→ What you are asked to do:
For the material that follows, return exactly the lines from the one with "negative clicks: (601, 710) (652, 734)" through the one with "box: [31, 792, 2000, 1329]", both ends included.
──────────────────────────────
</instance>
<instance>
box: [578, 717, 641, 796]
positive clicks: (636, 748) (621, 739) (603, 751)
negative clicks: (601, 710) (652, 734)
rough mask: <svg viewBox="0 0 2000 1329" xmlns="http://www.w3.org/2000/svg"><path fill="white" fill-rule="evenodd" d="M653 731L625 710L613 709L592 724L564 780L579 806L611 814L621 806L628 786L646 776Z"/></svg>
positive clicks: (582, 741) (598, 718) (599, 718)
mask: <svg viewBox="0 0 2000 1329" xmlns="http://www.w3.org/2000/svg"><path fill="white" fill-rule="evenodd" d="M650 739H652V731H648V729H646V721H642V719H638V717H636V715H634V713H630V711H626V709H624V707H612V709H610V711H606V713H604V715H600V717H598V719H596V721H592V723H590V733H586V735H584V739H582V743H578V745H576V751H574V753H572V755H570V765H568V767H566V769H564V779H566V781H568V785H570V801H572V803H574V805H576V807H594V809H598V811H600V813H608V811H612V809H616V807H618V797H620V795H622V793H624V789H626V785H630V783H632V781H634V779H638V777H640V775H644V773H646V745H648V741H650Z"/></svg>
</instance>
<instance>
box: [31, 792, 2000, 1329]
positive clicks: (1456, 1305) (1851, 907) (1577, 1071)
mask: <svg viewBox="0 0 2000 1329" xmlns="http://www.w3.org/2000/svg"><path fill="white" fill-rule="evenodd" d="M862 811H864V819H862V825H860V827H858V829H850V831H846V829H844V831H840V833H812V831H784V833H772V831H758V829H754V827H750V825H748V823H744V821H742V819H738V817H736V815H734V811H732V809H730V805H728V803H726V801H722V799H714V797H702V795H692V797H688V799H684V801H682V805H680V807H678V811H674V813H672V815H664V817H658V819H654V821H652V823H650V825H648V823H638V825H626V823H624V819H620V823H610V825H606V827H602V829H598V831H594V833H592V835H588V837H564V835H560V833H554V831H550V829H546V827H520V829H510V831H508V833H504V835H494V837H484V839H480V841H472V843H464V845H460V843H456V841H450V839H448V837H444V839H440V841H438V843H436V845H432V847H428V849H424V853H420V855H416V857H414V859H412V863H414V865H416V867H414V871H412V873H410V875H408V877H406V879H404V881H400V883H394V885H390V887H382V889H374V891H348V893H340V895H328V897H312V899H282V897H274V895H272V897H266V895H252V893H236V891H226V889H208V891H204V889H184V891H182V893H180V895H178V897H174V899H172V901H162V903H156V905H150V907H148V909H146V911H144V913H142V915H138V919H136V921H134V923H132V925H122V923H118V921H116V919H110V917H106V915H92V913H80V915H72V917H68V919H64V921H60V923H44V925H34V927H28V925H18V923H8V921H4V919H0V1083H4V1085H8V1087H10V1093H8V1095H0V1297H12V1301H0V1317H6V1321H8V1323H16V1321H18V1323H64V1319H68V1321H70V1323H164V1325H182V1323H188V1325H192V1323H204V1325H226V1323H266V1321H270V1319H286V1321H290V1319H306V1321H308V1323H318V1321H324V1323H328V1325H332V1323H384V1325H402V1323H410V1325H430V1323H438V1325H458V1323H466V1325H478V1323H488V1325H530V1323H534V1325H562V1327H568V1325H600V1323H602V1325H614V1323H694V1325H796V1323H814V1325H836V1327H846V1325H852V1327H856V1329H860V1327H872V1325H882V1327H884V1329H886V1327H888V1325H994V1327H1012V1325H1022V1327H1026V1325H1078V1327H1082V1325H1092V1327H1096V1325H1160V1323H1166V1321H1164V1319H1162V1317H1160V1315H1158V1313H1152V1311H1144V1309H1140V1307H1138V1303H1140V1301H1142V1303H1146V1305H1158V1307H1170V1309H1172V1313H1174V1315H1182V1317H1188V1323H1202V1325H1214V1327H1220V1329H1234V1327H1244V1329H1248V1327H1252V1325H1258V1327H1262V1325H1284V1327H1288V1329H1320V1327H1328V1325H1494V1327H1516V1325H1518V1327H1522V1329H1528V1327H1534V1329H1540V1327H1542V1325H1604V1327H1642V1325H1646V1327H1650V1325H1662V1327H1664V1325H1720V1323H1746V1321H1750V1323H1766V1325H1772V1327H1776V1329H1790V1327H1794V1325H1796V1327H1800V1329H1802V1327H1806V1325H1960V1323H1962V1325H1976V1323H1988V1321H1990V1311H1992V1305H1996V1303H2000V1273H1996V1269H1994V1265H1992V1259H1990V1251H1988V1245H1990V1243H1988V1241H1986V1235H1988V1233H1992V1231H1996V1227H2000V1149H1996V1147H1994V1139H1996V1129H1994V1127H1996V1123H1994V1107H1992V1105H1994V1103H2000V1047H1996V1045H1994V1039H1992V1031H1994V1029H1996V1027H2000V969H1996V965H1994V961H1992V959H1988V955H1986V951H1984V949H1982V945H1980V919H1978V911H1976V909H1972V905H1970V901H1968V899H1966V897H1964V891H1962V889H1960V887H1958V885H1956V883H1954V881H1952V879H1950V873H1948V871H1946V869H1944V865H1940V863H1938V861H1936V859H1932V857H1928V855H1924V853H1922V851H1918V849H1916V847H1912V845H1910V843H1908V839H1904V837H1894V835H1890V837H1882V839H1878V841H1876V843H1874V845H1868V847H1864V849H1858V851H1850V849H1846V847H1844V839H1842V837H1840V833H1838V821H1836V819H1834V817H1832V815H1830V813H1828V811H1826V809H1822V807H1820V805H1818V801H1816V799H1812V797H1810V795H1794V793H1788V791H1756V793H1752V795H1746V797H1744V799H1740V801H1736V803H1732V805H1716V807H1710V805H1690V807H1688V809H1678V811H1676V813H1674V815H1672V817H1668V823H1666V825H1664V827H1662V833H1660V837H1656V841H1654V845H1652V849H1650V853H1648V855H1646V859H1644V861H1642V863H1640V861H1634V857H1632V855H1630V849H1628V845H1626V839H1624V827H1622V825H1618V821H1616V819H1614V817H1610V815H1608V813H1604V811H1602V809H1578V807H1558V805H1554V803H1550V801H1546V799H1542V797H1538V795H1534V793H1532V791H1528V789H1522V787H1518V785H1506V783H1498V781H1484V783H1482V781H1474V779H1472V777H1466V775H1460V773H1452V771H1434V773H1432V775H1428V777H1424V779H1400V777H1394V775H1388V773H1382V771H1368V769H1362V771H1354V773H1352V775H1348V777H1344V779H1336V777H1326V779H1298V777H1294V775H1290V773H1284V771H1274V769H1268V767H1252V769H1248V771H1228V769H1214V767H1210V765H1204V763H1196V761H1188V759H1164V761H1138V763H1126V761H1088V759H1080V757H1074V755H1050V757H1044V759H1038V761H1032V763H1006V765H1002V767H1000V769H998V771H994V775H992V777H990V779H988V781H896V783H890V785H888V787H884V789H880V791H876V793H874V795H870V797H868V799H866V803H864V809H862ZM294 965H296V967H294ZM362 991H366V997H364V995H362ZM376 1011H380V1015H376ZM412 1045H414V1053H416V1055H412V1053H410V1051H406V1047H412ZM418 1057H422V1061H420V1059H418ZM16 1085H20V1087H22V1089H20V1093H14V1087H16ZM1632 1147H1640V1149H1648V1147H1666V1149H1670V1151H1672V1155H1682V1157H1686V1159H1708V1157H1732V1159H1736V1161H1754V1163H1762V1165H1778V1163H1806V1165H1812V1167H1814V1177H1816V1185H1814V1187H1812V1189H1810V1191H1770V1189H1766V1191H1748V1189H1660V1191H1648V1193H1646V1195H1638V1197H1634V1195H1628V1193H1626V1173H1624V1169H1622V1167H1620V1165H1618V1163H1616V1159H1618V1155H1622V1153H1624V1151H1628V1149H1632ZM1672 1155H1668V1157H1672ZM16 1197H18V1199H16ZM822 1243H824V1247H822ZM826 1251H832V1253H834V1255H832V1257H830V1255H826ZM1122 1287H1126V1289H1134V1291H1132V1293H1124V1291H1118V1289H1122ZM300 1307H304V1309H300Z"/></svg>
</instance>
──────────────────────────────
→ Output for this task:
negative clicks: (601, 710) (652, 734)
rough mask: <svg viewBox="0 0 2000 1329" xmlns="http://www.w3.org/2000/svg"><path fill="white" fill-rule="evenodd" d="M653 731L625 710L613 709L592 724L564 780L579 806L611 814L621 806L628 786L646 776Z"/></svg>
positive clicks: (582, 741) (598, 718) (599, 718)
mask: <svg viewBox="0 0 2000 1329" xmlns="http://www.w3.org/2000/svg"><path fill="white" fill-rule="evenodd" d="M650 739H652V731H648V729H646V721H642V719H638V717H636V715H634V713H630V711H626V709H624V707H612V709H610V711H606V713H604V715H600V717H598V719H596V721H592V723H590V733H586V735H584V739H582V743H578V745H576V751H574V753H572V755H570V765H568V767H566V769H564V779H566V781H568V785H570V801H572V803H574V805H576V807H594V809H598V811H600V813H608V811H612V809H616V807H618V797H620V795H622V793H624V789H626V785H630V783H632V781H634V779H638V777H640V775H644V773H646V745H648V741H650Z"/></svg>
</instance>
<instance>
box: [31, 792, 2000, 1329]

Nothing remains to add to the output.